### Exercise materials ###

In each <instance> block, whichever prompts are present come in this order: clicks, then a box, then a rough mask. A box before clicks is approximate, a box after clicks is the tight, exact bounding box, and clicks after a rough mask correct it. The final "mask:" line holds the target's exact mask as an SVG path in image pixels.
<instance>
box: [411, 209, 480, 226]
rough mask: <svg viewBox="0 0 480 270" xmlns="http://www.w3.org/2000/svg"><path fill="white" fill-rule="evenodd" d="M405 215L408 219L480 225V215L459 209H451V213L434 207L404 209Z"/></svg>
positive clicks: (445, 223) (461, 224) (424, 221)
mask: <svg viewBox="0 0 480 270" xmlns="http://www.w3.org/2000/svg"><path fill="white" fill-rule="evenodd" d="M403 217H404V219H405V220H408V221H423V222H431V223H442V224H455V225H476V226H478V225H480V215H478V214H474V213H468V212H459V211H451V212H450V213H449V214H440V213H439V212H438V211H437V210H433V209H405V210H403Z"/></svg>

###

Required action – Repeat the entire listing above without changing a word.

Written answer –
In each <instance> block, whichever prompts are present come in this order: clicks, then a box, then a rough mask. A box before clicks is approximate, a box after clicks is the tight, exact bounding box, and clicks after a rough mask correct it. The final "mask:" line holds the target's exact mask as an SVG path in image pixels.
<instance>
box: [411, 209, 480, 226]
rough mask: <svg viewBox="0 0 480 270" xmlns="http://www.w3.org/2000/svg"><path fill="white" fill-rule="evenodd" d="M405 215L408 219L480 225V215L459 209H451V213L434 207L404 209Z"/></svg>
positive clicks: (445, 223) (461, 224) (424, 221)
mask: <svg viewBox="0 0 480 270" xmlns="http://www.w3.org/2000/svg"><path fill="white" fill-rule="evenodd" d="M403 217H404V219H405V220H408V221H423V222H431V223H442V224H455V225H476V226H478V225H480V215H478V214H474V213H468V212H459V211H451V212H450V213H449V214H440V213H439V212H438V211H437V210H433V209H405V210H403Z"/></svg>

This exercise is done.